=== RECORDS TO PROCESS ===

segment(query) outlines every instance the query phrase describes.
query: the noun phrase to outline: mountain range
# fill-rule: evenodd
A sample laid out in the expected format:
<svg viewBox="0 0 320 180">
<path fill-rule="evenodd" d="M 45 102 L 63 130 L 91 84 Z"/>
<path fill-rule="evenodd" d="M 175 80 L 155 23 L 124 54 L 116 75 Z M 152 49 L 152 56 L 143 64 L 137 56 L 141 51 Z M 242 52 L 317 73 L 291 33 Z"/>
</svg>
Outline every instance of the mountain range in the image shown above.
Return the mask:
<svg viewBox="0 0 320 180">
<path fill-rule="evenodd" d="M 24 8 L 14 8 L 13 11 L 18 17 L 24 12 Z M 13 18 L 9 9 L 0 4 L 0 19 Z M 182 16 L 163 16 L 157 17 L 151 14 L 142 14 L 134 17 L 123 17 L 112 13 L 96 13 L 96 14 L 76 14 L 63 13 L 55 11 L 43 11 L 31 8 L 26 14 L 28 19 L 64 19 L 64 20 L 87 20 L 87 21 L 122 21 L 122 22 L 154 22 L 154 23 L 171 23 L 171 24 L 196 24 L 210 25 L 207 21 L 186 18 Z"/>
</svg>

===

> _YOUR INSTRUCTIONS_
Counting every line that holds the string "instance", give the total for the data above and nothing else.

> _YOUR RESPONSE_
2